EXERCISE GOAL: Would you return, word for word, the lines of the data below from the line with "Target: stone pedestal" through the line with "Annotate the green foliage", and no others?

INPUT DATA:
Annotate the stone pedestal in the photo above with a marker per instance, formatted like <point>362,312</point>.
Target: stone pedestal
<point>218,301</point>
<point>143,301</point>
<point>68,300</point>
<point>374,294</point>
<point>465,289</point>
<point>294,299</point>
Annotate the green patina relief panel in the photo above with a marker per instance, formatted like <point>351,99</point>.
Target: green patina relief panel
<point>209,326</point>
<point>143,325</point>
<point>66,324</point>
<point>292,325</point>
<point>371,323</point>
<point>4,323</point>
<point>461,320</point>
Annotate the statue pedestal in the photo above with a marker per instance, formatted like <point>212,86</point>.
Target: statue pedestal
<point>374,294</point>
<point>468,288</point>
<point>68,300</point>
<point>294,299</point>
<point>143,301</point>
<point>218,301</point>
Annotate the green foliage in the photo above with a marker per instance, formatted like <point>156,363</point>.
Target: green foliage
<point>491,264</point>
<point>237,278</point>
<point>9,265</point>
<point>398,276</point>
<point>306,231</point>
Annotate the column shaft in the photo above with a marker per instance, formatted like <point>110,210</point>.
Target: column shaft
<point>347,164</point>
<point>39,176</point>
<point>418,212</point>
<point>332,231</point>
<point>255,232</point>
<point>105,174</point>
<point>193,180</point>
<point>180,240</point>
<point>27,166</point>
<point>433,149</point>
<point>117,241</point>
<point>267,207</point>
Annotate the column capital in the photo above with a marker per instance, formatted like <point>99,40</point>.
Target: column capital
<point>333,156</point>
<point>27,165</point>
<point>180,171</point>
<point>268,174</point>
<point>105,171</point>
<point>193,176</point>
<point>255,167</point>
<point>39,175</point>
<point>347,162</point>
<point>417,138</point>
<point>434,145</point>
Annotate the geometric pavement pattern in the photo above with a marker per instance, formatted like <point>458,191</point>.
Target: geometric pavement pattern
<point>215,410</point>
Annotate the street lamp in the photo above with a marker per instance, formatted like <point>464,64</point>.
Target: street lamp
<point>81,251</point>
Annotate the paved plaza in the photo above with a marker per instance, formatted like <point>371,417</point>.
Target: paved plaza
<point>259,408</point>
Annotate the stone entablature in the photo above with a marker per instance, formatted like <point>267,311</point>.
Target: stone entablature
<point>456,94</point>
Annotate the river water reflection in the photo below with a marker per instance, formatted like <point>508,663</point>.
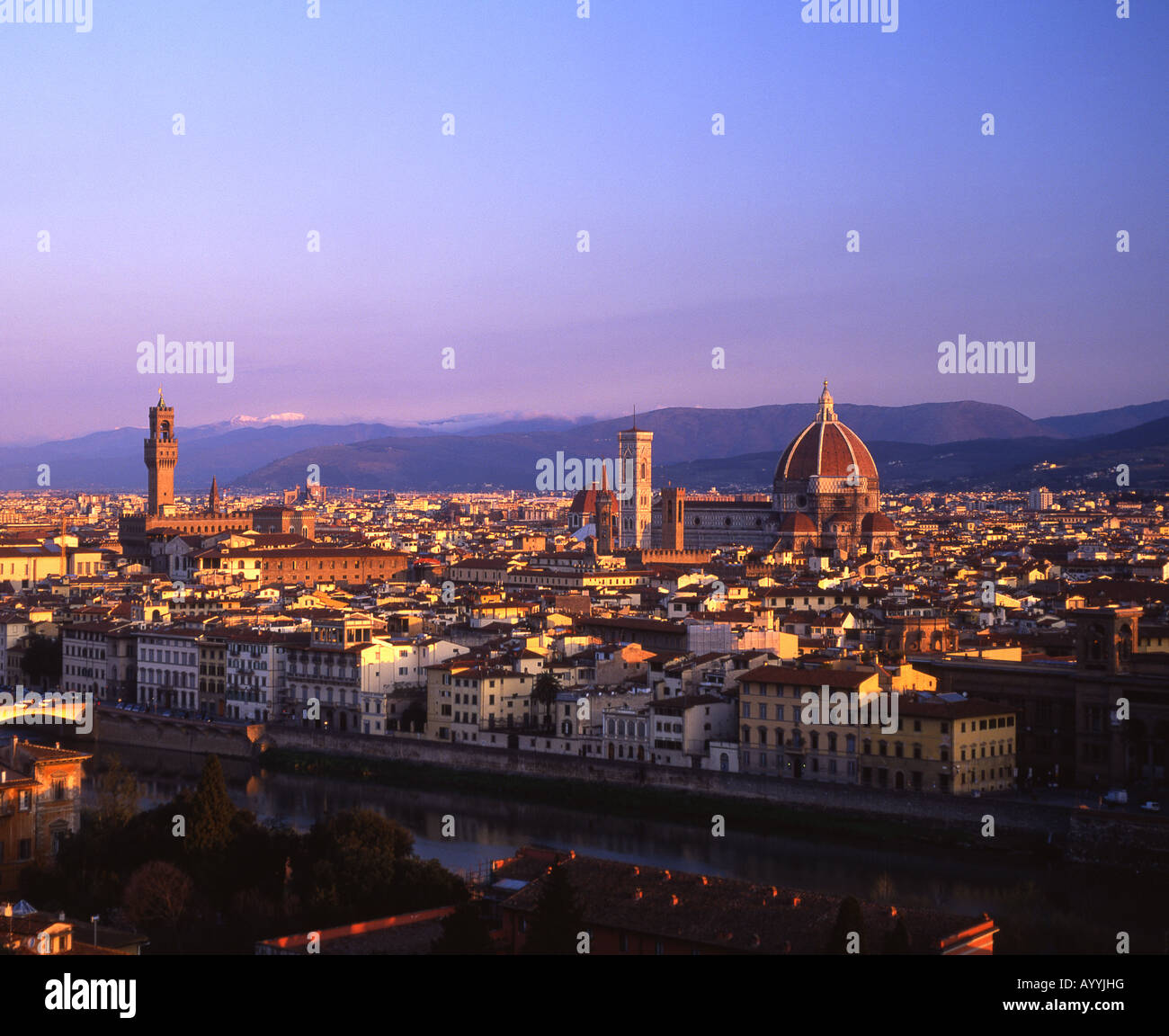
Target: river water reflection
<point>489,828</point>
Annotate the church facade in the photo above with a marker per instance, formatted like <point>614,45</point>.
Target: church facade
<point>825,502</point>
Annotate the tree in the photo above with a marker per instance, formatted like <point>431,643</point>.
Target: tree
<point>211,810</point>
<point>156,895</point>
<point>558,919</point>
<point>849,920</point>
<point>548,686</point>
<point>464,932</point>
<point>117,794</point>
<point>347,864</point>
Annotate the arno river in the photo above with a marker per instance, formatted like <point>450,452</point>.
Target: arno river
<point>489,828</point>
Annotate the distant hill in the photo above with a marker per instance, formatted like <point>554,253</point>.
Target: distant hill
<point>1102,423</point>
<point>1015,463</point>
<point>679,434</point>
<point>504,452</point>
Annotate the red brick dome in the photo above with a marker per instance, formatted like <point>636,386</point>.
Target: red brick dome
<point>825,448</point>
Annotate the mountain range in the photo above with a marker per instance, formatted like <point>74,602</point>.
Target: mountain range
<point>941,446</point>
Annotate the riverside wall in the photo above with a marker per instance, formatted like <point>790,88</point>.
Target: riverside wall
<point>1080,835</point>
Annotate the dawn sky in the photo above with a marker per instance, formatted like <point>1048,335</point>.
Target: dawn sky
<point>566,124</point>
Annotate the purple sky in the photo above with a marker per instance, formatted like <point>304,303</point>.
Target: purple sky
<point>561,124</point>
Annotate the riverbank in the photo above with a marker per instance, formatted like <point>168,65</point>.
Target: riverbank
<point>994,826</point>
<point>690,808</point>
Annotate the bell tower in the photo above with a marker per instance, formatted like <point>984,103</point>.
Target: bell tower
<point>162,454</point>
<point>635,491</point>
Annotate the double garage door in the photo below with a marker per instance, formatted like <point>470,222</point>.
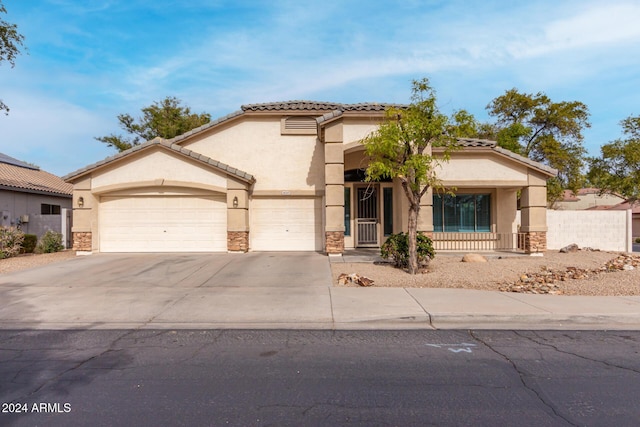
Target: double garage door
<point>199,224</point>
<point>163,224</point>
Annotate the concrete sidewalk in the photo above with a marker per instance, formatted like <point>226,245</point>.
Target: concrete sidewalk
<point>316,307</point>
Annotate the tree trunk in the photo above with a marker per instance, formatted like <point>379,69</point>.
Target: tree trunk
<point>414,210</point>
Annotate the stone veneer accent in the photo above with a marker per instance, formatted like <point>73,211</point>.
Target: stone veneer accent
<point>335,242</point>
<point>237,241</point>
<point>535,241</point>
<point>82,241</point>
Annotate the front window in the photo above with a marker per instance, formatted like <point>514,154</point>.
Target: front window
<point>47,209</point>
<point>462,213</point>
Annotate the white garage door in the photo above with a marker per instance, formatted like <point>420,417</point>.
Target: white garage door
<point>163,224</point>
<point>292,224</point>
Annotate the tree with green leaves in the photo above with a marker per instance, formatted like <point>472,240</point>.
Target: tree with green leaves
<point>545,131</point>
<point>165,119</point>
<point>617,170</point>
<point>10,43</point>
<point>400,148</point>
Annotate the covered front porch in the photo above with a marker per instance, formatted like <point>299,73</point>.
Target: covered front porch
<point>493,200</point>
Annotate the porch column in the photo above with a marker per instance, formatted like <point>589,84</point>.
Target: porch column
<point>533,205</point>
<point>237,216</point>
<point>84,213</point>
<point>334,189</point>
<point>425,218</point>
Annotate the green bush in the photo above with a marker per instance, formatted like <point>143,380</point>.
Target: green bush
<point>29,243</point>
<point>50,242</point>
<point>10,241</point>
<point>396,248</point>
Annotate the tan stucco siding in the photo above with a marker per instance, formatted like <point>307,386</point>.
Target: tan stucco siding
<point>157,167</point>
<point>278,162</point>
<point>357,130</point>
<point>481,170</point>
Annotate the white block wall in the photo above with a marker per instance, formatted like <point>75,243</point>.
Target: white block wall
<point>604,230</point>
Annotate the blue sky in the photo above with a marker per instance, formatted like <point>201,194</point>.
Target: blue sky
<point>90,60</point>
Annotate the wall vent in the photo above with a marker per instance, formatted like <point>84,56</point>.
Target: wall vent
<point>298,125</point>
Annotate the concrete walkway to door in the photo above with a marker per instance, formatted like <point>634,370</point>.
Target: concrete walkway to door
<point>270,290</point>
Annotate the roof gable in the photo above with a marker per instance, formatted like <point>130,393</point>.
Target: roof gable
<point>164,144</point>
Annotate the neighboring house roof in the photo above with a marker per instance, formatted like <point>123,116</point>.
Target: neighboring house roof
<point>635,207</point>
<point>167,145</point>
<point>16,175</point>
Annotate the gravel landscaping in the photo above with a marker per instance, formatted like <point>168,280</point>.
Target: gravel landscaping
<point>26,261</point>
<point>505,273</point>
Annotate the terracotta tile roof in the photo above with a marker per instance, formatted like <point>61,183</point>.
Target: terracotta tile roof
<point>635,207</point>
<point>536,165</point>
<point>20,176</point>
<point>317,106</point>
<point>169,145</point>
<point>474,142</point>
<point>568,196</point>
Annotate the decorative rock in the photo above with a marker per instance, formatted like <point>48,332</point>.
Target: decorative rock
<point>545,282</point>
<point>354,278</point>
<point>570,248</point>
<point>473,258</point>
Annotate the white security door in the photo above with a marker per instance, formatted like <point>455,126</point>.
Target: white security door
<point>286,224</point>
<point>163,224</point>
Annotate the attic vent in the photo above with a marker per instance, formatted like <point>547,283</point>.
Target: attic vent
<point>298,125</point>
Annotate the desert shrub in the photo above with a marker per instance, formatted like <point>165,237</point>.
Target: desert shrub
<point>50,242</point>
<point>29,243</point>
<point>396,248</point>
<point>10,241</point>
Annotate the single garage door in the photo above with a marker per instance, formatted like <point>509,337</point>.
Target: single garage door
<point>163,224</point>
<point>286,224</point>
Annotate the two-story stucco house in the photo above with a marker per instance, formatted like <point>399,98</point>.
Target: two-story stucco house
<point>289,176</point>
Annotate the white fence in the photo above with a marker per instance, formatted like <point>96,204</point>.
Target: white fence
<point>604,230</point>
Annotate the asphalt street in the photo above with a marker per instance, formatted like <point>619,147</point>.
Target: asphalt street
<point>298,377</point>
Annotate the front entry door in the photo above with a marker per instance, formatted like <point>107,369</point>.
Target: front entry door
<point>367,216</point>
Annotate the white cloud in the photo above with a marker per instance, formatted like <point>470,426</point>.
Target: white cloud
<point>55,135</point>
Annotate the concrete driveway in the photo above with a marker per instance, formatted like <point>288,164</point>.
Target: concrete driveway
<point>169,290</point>
<point>261,269</point>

RESPONSE TO THIS EXERCISE:
Target: stone pedestal
<point>218,301</point>
<point>143,301</point>
<point>68,300</point>
<point>374,294</point>
<point>465,289</point>
<point>294,299</point>
Annotate the green patina relief panel in the photo above with a marker per instance, formatted like <point>351,99</point>.
Target: green patina relief panel
<point>209,326</point>
<point>143,325</point>
<point>66,324</point>
<point>292,325</point>
<point>371,323</point>
<point>4,323</point>
<point>461,320</point>
Annotate the statue pedestal in the photo above with a marker per instance, formatted like <point>212,86</point>.
Target: statue pedestal
<point>374,294</point>
<point>468,288</point>
<point>68,300</point>
<point>294,299</point>
<point>143,301</point>
<point>218,301</point>
Annotate the green foliage in the photo above with a marker per instance, formatted like <point>156,363</point>.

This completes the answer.